→ **Material shown**
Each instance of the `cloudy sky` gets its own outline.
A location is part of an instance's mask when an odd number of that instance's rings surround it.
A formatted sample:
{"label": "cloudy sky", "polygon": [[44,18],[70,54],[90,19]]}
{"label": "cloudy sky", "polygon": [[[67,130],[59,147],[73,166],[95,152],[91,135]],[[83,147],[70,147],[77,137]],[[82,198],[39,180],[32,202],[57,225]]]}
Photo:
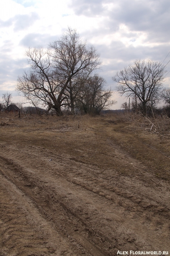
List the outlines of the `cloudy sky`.
{"label": "cloudy sky", "polygon": [[[112,77],[137,58],[163,61],[170,51],[169,0],[5,0],[0,3],[0,102],[15,91],[28,67],[29,47],[46,47],[68,26],[94,45],[102,62],[100,75],[114,89]],[[170,60],[170,53],[164,63]],[[167,66],[170,71],[170,62]],[[164,85],[170,86],[170,72]],[[125,101],[115,94],[120,108]]]}

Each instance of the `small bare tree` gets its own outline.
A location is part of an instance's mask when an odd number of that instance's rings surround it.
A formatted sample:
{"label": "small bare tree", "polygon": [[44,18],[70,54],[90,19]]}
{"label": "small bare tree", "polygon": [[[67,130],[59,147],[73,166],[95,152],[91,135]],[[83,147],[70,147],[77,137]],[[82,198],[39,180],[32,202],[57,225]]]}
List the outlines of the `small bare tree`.
{"label": "small bare tree", "polygon": [[89,77],[78,92],[76,99],[78,108],[86,113],[99,114],[102,110],[116,104],[116,101],[110,100],[113,91],[106,85],[105,80],[98,75]]}
{"label": "small bare tree", "polygon": [[121,95],[136,97],[146,113],[147,105],[153,105],[159,100],[165,68],[161,62],[136,60],[133,65],[117,72],[113,79],[118,84],[117,91]]}
{"label": "small bare tree", "polygon": [[164,101],[170,105],[170,88],[164,88],[163,91],[162,96]]}
{"label": "small bare tree", "polygon": [[3,103],[5,108],[8,108],[11,103],[11,99],[12,98],[12,93],[9,92],[6,92],[3,94],[2,96]]}

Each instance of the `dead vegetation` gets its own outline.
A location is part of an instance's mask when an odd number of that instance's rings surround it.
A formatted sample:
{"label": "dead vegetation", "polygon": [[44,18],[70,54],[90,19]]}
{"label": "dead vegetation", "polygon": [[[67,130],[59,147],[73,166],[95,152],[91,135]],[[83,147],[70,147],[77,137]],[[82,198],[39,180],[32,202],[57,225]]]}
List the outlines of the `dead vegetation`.
{"label": "dead vegetation", "polygon": [[3,256],[169,250],[167,116],[2,114]]}

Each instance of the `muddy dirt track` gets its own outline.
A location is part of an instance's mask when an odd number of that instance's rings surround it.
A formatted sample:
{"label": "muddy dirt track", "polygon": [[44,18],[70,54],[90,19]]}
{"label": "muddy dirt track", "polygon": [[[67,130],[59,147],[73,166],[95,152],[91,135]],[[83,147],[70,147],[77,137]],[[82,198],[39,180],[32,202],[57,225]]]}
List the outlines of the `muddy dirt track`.
{"label": "muddy dirt track", "polygon": [[0,256],[170,254],[169,140],[66,118],[1,118]]}

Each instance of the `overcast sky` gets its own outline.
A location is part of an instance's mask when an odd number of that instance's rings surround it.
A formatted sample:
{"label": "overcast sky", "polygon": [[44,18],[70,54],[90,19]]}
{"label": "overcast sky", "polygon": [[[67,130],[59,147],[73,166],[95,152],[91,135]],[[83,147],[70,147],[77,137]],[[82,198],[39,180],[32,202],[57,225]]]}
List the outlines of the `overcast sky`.
{"label": "overcast sky", "polygon": [[[136,59],[163,61],[170,51],[169,0],[3,0],[0,3],[0,101],[15,91],[28,67],[29,47],[46,47],[68,26],[93,44],[102,62],[100,75],[114,89],[112,77]],[[170,60],[170,53],[164,61]],[[170,62],[167,66],[170,71]],[[170,72],[164,85],[170,86]],[[125,101],[115,94],[120,108]]]}

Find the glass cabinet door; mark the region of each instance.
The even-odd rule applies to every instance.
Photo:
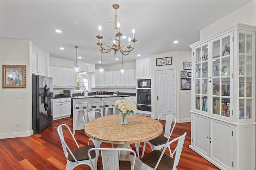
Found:
[[[195,50],[195,109],[208,111],[208,45],[196,48]]]
[[[252,94],[251,88],[252,78],[252,35],[239,34],[238,119],[252,119]]]
[[[211,63],[212,91],[212,111],[214,115],[230,117],[230,33],[212,41]]]

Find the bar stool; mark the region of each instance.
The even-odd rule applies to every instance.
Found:
[[[104,102],[104,116],[108,115],[108,112],[109,109],[112,109],[113,110],[113,114],[116,114],[116,108],[115,107],[115,102],[116,101],[105,101]]]
[[[82,119],[83,116],[86,113],[87,113],[87,107],[88,107],[88,103],[87,102],[83,103],[75,103],[74,104],[74,107],[75,108],[75,114],[74,117],[74,115],[73,115],[73,118],[74,119],[74,120],[73,121],[74,123],[73,125],[73,135],[75,135],[75,133],[76,132],[76,126],[78,125],[78,121],[79,119],[78,117],[82,117]],[[83,112],[83,115],[82,116],[80,116],[79,113]],[[82,120],[82,119],[81,119]]]
[[[103,112],[104,102],[93,102],[91,103],[92,111],[100,111]]]

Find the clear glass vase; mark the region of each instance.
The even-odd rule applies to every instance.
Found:
[[[128,124],[128,121],[127,121],[127,113],[122,113],[121,115],[122,115],[121,119],[121,124],[127,125]]]

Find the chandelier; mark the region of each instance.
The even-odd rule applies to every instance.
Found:
[[[116,10],[115,19],[113,20],[113,22],[110,22],[110,24],[114,28],[114,31],[115,33],[114,39],[111,39],[109,45],[107,45],[104,43],[101,42],[101,39],[103,38],[103,37],[101,35],[100,31],[101,30],[101,26],[99,27],[99,35],[96,37],[98,39],[99,42],[97,44],[99,46],[99,49],[101,53],[108,53],[113,49],[114,51],[114,55],[116,56],[116,53],[118,51],[120,51],[121,53],[124,55],[128,55],[130,52],[134,49],[135,45],[135,42],[137,39],[135,39],[134,34],[134,30],[132,29],[133,38],[131,40],[130,38],[129,38],[129,43],[126,47],[124,45],[122,45],[122,41],[120,39],[120,37],[122,37],[123,34],[120,32],[120,26],[122,25],[120,23],[119,21],[117,21],[117,15],[116,15],[116,10],[119,8],[119,5],[117,4],[114,4],[112,7]],[[130,41],[132,41],[133,43],[132,46],[130,44]]]

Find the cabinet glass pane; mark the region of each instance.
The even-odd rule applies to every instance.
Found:
[[[213,67],[212,69],[212,76],[218,77],[220,76],[220,59],[215,59],[212,60]]]
[[[212,58],[215,59],[220,57],[220,40],[214,41],[212,43]]]
[[[208,60],[208,45],[206,45],[202,47],[202,61]]]
[[[252,100],[246,100],[246,119],[252,118],[252,113],[250,111],[252,109]]]
[[[252,54],[252,35],[246,35],[246,54]]]
[[[219,78],[213,78],[212,84],[213,85],[212,94],[220,96],[220,79]]]
[[[244,34],[239,34],[239,53],[244,54]]]
[[[203,63],[202,64],[202,77],[207,77],[208,76],[208,63]]]
[[[230,75],[230,57],[223,58],[222,59],[221,75],[228,76]]]
[[[213,98],[212,104],[212,113],[220,115],[220,98]]]
[[[225,37],[222,39],[222,56],[224,56],[230,54],[230,36]]]
[[[251,86],[252,85],[252,78],[246,78],[246,97],[252,97],[251,92]]]
[[[252,75],[252,56],[246,57],[246,76]]]
[[[244,99],[239,99],[239,108],[238,110],[239,119],[244,119]]]
[[[207,111],[207,96],[202,97],[202,110]]]
[[[230,96],[230,81],[229,78],[222,78],[221,95],[224,96]]]
[[[222,98],[221,102],[221,115],[222,116],[230,117],[229,104],[229,99]]]
[[[196,78],[201,77],[201,65],[200,64],[196,64]]]
[[[207,94],[207,79],[202,80],[202,94]]]
[[[239,77],[238,95],[239,97],[244,96],[244,78]]]
[[[196,94],[200,94],[201,89],[200,87],[200,80],[196,80]]]
[[[196,109],[200,110],[200,96],[196,95]]]
[[[244,75],[244,56],[239,55],[239,75]]]
[[[196,49],[196,63],[201,61],[200,57],[201,52],[201,47]]]

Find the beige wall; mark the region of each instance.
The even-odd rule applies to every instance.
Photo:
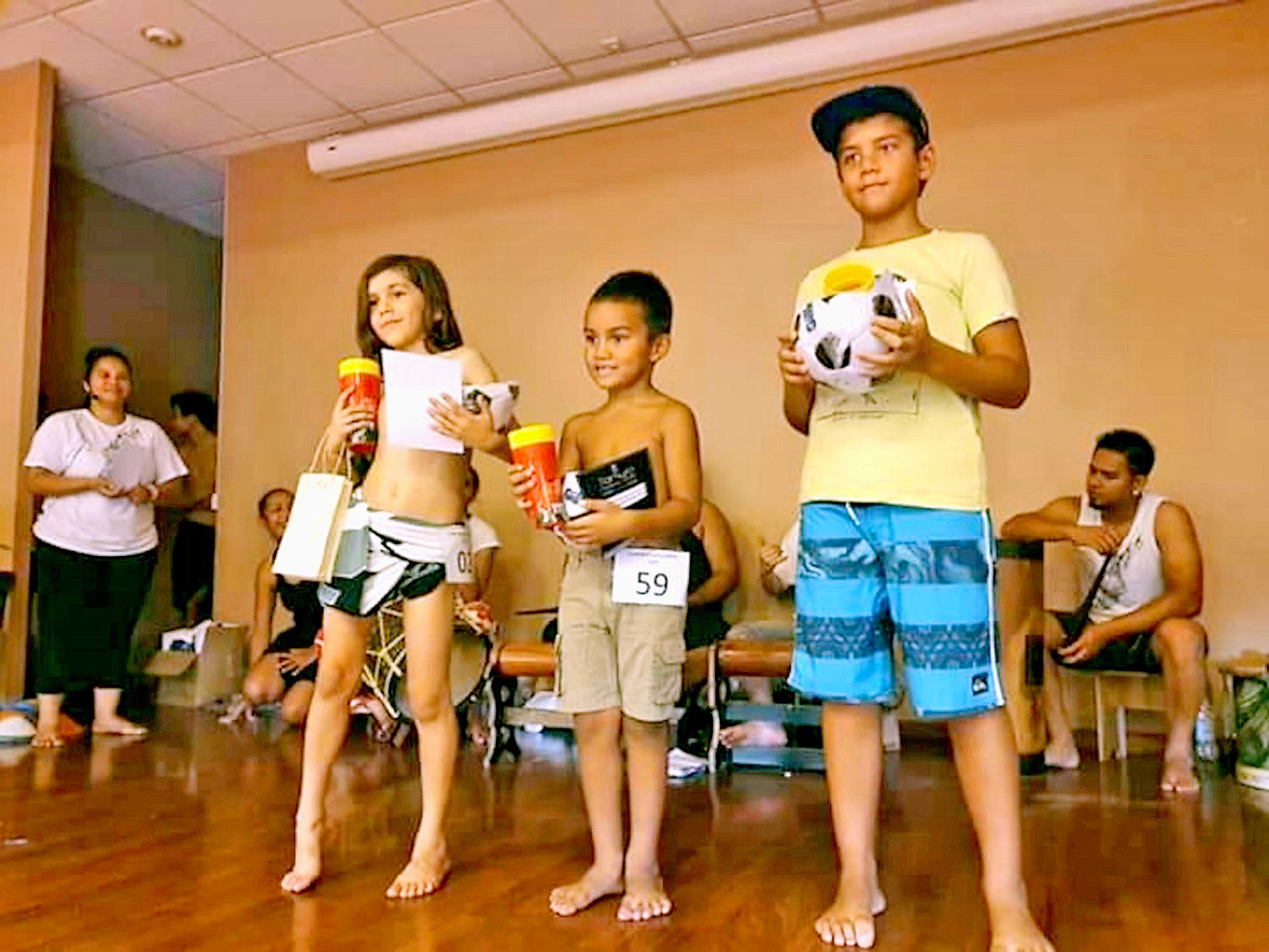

→ **Written problem**
Gather every line from the items above that contains the word "small". Case counts.

→ **Task response**
Each instance of the `small bare tree` gets its own outline.
{"label": "small bare tree", "polygon": [[44,18],[70,54],[90,19]]}
{"label": "small bare tree", "polygon": [[[67,130],[59,147],[73,166],[95,152],[91,135]],[[83,147],[70,147],[77,137]],[[82,198],[39,180],[32,202],[57,225]]]}
List the outlines of the `small bare tree`.
{"label": "small bare tree", "polygon": [[89,77],[78,92],[76,99],[78,108],[86,113],[99,114],[102,110],[116,104],[116,101],[110,100],[113,91],[106,85],[105,80],[98,75]]}
{"label": "small bare tree", "polygon": [[121,95],[136,97],[146,113],[147,105],[153,105],[159,100],[165,68],[161,62],[136,60],[133,65],[117,72],[113,79],[118,84],[117,91]]}
{"label": "small bare tree", "polygon": [[164,101],[170,105],[170,88],[164,88],[163,91],[162,96]]}
{"label": "small bare tree", "polygon": [[3,103],[5,108],[8,108],[11,103],[11,99],[12,98],[12,93],[9,92],[6,92],[3,94],[2,96]]}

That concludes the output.